READING PASSAGE:
== == ==

Subject: Re: memtest for alpha?
To: None <port-alpha@netbsd.org>
From: Paul Mather <paul@gromit.dlib.vt.edu>
List: port-alpha
Date: 10/23/2002 12:15:02
On Wed, Oct 23, 2002 at 03:40:20PM +0200, Riccardo.Veraldi@fi.infn.it wrote:

=> if I Were you I would use the test utility from the SRM console.
=> When I had problem with memory it always came out doing a test from SRM
=> console.

This prompts me to ask a question: I use a DEC 3000/500S that uses ECC
memory.  One or more of the sticks in there is (or is intermittently)
bad, but not fatally so.  I get "Warning: received processor
correctable error" messages in my console, usually whenever I am
stressing the VM system (by processing large files, or doing large
builds, etc.).

I am confident that the "Warning: ..." messages are reporting ECC
errors that have been corrected, because when Tru64 was installed on
the same hardware it explicitly stated as such (although they happened
far less frequently---presumably because NetBSD utilises available
memory better, and hence is more likely to touch the "bad" RAM more
often).

The trouble is that whenever I do a "test mem" from the SRM prompt,
the memory passes all the checks!

Given I have a DEC 3000/600 from which I could theoretically swap
memory, how do I go about locating which memory module in the DEC
3000/500S is bad??  Is it possible to determine from the machine check
info that yields the "Warning: ..." message which module is bad?

== == ==

GIVEN INFORMATION:
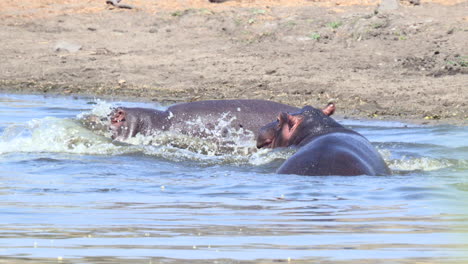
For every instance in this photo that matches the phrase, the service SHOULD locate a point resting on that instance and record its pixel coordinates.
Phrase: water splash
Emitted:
(54, 135)
(419, 164)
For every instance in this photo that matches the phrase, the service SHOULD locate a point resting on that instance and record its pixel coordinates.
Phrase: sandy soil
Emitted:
(410, 63)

== == ==

PARTS OF THE EXERCISE:
**a)** In the post about memory testing on the DEC 3000/500S, what result does the poster get when running "test mem" from the SRM prompt?
**b)** List every header field name that appears at the top of the post about memory testing on the DEC 3000/500S.
**c)** Extend the post about memory testing on the DEC 3000/500S, starting after its final question.
The records play no part in this work.

SET OF ANSWERS:
**a)** The memory passes all the checks.

**b)** Subject, To, From, List, Date

**c)**
Tru64 used to display a lot more additional info when it reported ECC
faults.  (Alas, Tru64 exists no more on the system, so I can't run it
to try and see this extra info.)  I looked at the NetBSD source code,
and the machine check info is only displayed for unexpected machine
checks.

On an unrelated note (but related perhaps to the original thread), my
DEC 3000/300 at home actually fails the LLSC memory test, but
otherwise works flawlessly.  (The LLSC instruction is used for
multi-CPU environments, right, so the LLSC test not passing is
unlikely to affect a uniprocessor machine?)  Anyway, I guess what I'm
trying to say is that the failing of "test mem" at the SRM prompt is
no guarantee of an unstable NetBSD system (though passing is
preferred).

Cheers,

Paul.

e-mail: paul@gromit.dlib.vt.edu

"Without music to decorate it, time is just a bunch of boring production
 deadlines or dates by which bills must be paid."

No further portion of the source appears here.